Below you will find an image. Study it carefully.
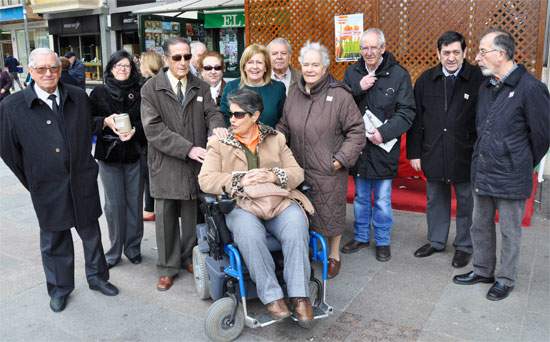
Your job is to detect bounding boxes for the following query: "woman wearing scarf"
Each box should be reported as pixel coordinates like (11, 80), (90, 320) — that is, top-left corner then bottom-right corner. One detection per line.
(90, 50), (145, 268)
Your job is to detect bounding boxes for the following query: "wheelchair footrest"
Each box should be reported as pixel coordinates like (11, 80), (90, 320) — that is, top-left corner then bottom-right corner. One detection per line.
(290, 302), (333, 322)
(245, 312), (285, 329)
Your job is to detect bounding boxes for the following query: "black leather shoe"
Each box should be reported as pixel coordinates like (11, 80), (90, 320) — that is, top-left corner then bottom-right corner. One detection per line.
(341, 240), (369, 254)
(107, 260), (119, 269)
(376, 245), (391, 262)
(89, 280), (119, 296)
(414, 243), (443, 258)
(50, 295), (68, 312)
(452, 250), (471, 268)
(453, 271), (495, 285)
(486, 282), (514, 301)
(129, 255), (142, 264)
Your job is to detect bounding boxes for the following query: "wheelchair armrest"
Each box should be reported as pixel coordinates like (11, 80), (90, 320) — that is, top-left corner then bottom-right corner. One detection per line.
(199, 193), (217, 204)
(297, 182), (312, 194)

...

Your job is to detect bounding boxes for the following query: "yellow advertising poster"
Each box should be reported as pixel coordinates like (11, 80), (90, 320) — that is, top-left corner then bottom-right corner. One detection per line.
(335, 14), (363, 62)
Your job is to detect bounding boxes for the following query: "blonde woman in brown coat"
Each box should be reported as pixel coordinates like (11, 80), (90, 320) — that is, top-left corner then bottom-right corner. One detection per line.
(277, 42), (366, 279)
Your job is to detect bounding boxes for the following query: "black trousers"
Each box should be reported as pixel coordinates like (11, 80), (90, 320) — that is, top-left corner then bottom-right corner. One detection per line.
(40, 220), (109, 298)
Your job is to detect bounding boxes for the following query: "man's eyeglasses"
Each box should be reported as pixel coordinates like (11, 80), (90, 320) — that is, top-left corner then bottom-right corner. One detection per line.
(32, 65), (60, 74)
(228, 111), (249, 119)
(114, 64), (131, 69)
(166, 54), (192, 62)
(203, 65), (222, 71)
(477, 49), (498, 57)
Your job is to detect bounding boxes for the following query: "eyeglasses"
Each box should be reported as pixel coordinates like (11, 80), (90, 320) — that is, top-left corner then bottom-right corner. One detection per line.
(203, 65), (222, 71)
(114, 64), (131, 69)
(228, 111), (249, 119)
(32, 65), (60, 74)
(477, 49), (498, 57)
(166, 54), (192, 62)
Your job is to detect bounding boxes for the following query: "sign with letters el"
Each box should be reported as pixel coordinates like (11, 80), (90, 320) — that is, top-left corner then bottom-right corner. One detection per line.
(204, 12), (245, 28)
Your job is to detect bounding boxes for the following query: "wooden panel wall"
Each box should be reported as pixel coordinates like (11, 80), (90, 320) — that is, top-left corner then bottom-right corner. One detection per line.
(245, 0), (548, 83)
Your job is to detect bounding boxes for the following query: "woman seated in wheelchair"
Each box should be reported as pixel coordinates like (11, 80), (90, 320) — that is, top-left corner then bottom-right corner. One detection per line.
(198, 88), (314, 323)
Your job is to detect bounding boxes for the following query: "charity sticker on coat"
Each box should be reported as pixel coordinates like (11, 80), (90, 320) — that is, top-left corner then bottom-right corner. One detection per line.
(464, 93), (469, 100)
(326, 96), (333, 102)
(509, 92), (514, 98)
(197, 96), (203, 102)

# [Exercise directions]
Scan the listing for the string "eyeglasses", then copy every line where it appears.

# [Answer for the task]
Your job is to detect bounding boxes for the following query: "man's eyeglasses"
Your job is to detect bounding boxes for the following query: "eyeglasses"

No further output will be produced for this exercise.